Stored items
○ ○ ○ ○ ○ ○ ○

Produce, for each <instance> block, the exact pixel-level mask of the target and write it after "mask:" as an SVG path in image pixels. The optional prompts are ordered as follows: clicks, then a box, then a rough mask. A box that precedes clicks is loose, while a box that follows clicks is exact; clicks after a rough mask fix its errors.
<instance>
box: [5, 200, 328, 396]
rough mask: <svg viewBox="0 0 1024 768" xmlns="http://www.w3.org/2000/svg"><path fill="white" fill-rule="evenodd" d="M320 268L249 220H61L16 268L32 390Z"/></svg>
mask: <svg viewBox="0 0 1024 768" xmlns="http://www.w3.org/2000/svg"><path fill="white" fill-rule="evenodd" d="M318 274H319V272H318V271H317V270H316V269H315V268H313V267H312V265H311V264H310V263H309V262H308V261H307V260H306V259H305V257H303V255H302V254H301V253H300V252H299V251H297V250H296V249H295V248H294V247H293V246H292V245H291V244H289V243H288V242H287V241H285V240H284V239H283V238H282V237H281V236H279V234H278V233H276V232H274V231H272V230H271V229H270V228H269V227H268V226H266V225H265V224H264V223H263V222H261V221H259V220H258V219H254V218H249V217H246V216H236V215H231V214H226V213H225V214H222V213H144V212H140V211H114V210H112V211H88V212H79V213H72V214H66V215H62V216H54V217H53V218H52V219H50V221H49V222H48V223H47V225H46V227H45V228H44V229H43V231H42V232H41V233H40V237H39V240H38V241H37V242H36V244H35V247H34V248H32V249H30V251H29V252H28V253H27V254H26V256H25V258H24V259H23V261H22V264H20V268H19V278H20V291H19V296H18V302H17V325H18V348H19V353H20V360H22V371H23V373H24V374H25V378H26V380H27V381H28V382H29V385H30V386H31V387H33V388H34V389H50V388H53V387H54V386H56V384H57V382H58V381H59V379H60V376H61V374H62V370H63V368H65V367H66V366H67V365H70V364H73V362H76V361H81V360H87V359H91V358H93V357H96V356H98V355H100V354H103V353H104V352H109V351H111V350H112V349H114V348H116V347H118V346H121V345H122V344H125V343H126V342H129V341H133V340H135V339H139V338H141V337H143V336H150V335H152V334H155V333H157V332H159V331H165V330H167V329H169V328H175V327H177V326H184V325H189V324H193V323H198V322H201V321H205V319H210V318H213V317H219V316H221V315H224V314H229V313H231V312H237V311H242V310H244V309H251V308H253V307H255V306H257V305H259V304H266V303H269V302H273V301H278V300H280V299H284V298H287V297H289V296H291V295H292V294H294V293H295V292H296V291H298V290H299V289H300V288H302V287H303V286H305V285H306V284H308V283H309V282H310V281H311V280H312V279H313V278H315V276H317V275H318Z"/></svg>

○ ○ ○ ○ ○ ○ ○

Assignment => Copy the listing above line for line, without changing anything.

Exercise output =>
Produce, for each <instance> block, the exact pixel-level mask of the target and write it after "mask:" as an SVG path in image pixels. The optional prompts are ordered as follows: clicks, then a box, then a rough mask. A box that precedes clicks is loose, while a box that follows clicks is exact; clicks after a rough mask fix its errors.
<instance>
box: [5, 200, 328, 396]
rough mask: <svg viewBox="0 0 1024 768" xmlns="http://www.w3.org/2000/svg"><path fill="white" fill-rule="evenodd" d="M320 268L249 220H61L16 268L32 390Z"/></svg>
mask: <svg viewBox="0 0 1024 768" xmlns="http://www.w3.org/2000/svg"><path fill="white" fill-rule="evenodd" d="M318 274H319V272H318V271H317V270H316V269H315V268H313V267H312V265H311V264H310V263H309V262H308V261H307V260H306V259H305V257H303V255H302V254H301V253H300V252H299V251H297V250H296V249H295V248H294V247H293V246H292V245H291V244H289V243H288V242H287V241H285V240H284V239H283V238H282V237H281V236H279V234H278V233H276V232H274V231H272V230H271V229H270V228H269V227H268V226H266V225H265V224H264V223H263V222H261V221H259V220H258V219H254V218H249V217H246V216H236V215H231V214H226V213H225V214H222V213H144V212H140V211H114V210H112V211H88V212H79V213H72V214H66V215H62V216H54V217H53V218H52V219H50V221H49V222H48V223H47V225H46V227H45V228H44V229H43V231H42V232H41V233H40V237H39V240H38V241H37V242H36V244H35V247H34V248H32V249H30V251H29V252H28V253H27V254H26V256H25V258H24V259H23V261H22V264H20V268H19V278H20V291H19V296H18V302H17V325H18V348H19V353H20V360H22V371H23V373H24V374H25V378H26V380H27V381H28V382H29V385H30V386H31V387H33V388H34V389H50V388H53V387H54V386H56V384H57V382H58V381H59V379H60V376H61V374H62V370H63V368H65V367H66V366H67V365H70V364H73V362H76V361H81V360H87V359H91V358H93V357H96V356H98V355H100V354H103V353H104V352H109V351H111V350H112V349H114V348H116V347H118V346H121V345H122V344H125V343H126V342H129V341H133V340H135V339H139V338H141V337H143V336H150V335H152V334H155V333H157V332H159V331H165V330H167V329H169V328H175V327H177V326H184V325H189V324H193V323H198V322H201V321H205V319H210V318H213V317H219V316H221V315H224V314H229V313H231V312H237V311H242V310H244V309H251V308H253V307H255V306H257V305H259V304H266V303H269V302H273V301H278V300H280V299H284V298H287V297H289V296H291V295H292V294H294V293H295V292H296V291H298V290H299V289H300V288H302V287H303V286H305V285H306V284H308V283H309V282H310V281H311V280H312V279H313V278H315V276H317V275H318Z"/></svg>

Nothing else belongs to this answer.